[SELECTED EXTRACT]
While our explorations in the meaning, significance and implications of GenAI were chosen to be performed in the Wolfram Language primarily because of its inherent literateness, it so happens that this language also houses arguably civilization’s largest base of codified, mathematical knowledge. As a bonus, it also integrates a significant repository of general codified knowledge, namely the one powering Wolfram Alpha. In combination, what this means is that currently there seems no more powerful and natural technology to underpin GenAI's transformation into GenAI+.


One of the most controversial questions regarding GenAI’s application is its level of “understanding” but a more immediately-relevant measure is how such understanding changes both through direct action and through technological iterations. At this point, it is customary to rush towards AGI speculation but it is perhaps worth first considering the incredible challenge this represents and how such a moonshot tends to overlook more proximate gains. It also provides a refuge for mistaken views that any understanding worthy of its name, cannot, even in principle, emerge stochastically. In this belief system, GenAI’s arrival is less a breakthrough and more akin to climbing to a higher branch on a certain cognitive tree, or, if willing to concede somewhat more, akin to adding another few levels to a cognitive sky-scraper. Going all the way to the AGI-moon however, so the argument goes, will be impossible via similar upward forays and instead will require entirely new cognitive rockets.


I find it incontrovertible that GenAI’s models exhibit significant, unprecedented and useful “understanding”. After interacting with GenAI for over a year now, to me its responses display unmistakable signs of rationality and intelligence. That this doesn’t currently rise to the level of human intelligence, spouts hallucinations, or is not animated by human impulses is, in some sense, a category error. It is always tempting to anthropomorphize new capabilities but at this historical juncture, it is perhaps more productive to conceptualize GenAI as catalysing an Amplified Human Intelligence.


Misguided assessments of GenAI’s “intelligence” usually fixate on judging a singular response to artificial questions. A better measure is to instead consider how your own dialogues with GenAI can help you answer deeper more personally meaningful questions. In other words, evaluating to what extent GenAI amplifies your own intelligence better captures its current value. The better educational courses in GenAI reflect this viewpoint as they emphasise such interactivity by covering chain-of-thought or few-shot prompting and other variants.

[RECORDED INFORMATION]
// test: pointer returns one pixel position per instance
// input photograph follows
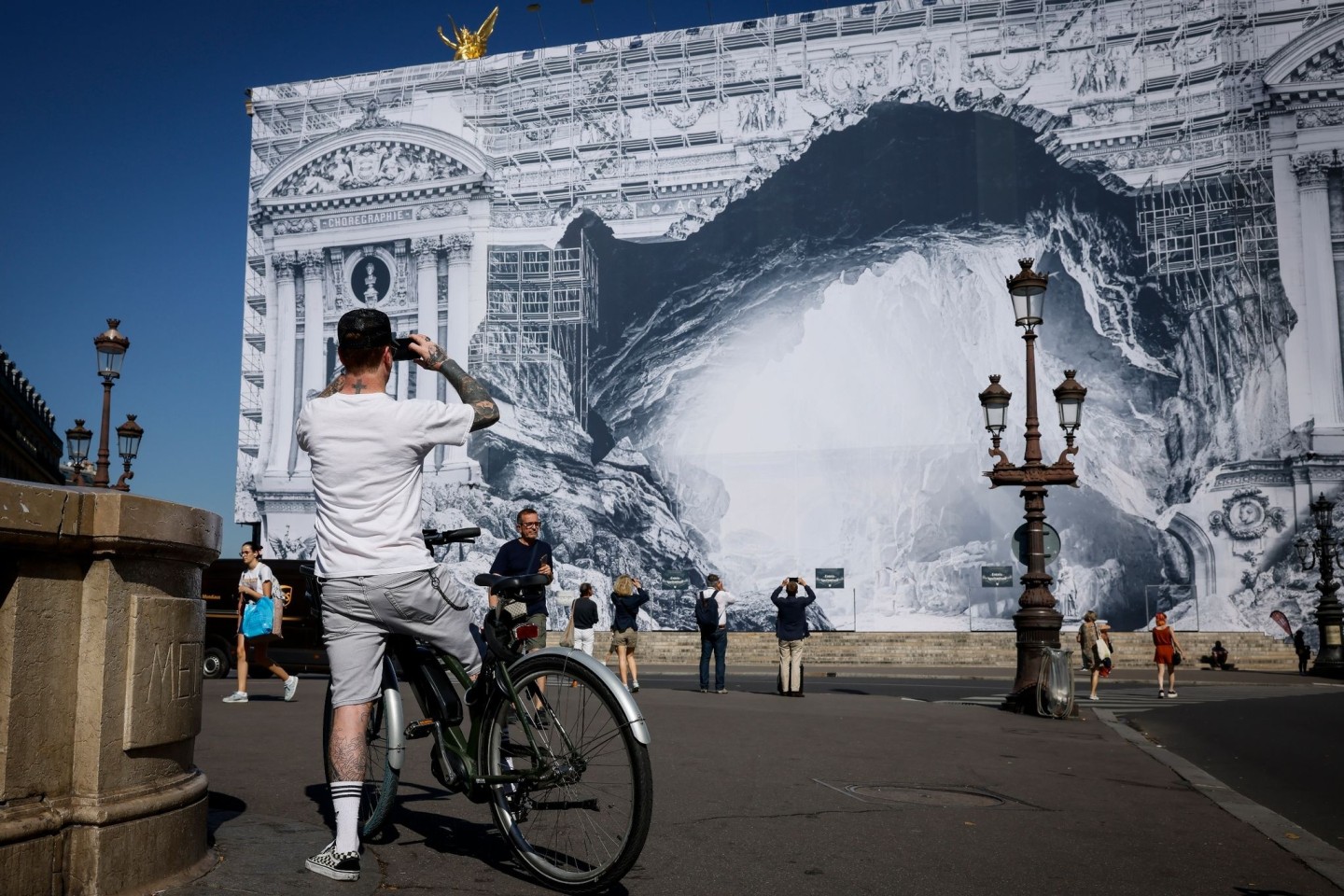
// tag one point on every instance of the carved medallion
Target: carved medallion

[THE EXERCISE] According to the passage on GenAI, what might it be more productive to conceptualize GenAI as catalysing? The listing comes from a separate source, unrelated to the passage on GenAI.

[RESULT BELOW] An Amplified Human Intelligence.